Exercise brief = Write out every line of the items from the line with "Pin the blue" to the line with "(1109, 590)", the asking lines as well as the answers. Shift each coordinate in the answers up by 138.

Material =
▼

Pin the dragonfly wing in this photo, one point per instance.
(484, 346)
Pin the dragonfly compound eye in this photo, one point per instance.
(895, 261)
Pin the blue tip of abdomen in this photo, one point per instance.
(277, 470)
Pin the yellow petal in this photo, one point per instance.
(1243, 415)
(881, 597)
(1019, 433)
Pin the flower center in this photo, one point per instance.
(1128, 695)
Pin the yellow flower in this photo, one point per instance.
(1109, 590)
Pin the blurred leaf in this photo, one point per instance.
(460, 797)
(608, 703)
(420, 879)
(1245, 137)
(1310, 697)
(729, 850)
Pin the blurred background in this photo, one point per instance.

▲
▼

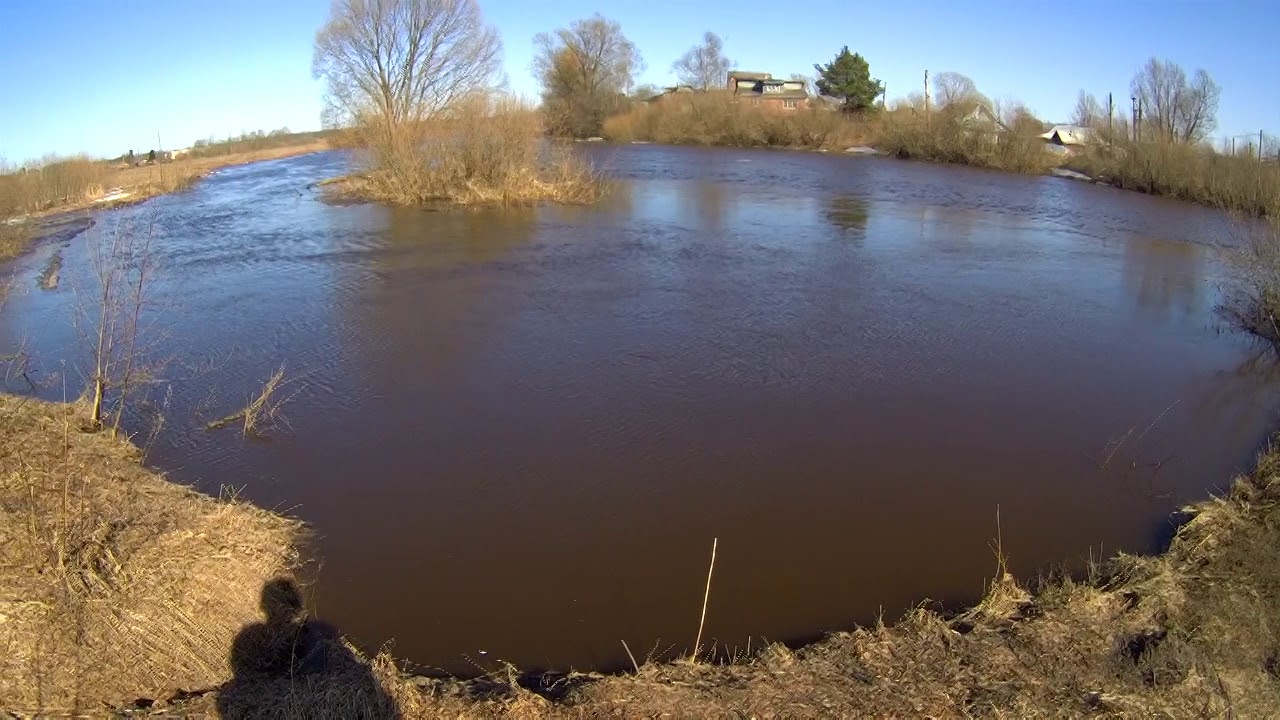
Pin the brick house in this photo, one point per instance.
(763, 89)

▲

The reply =
Pin the blue tip of abdomen in this photo, one point per instance.
(415, 608)
Pin the yellow petal in this photo, one point per instance.
(1381, 553)
(1019, 735)
(1157, 571)
Pin the flower center in this photo, one point per instance.
(1266, 833)
Pin the yellow flower in this photo, one point per instance.
(1247, 728)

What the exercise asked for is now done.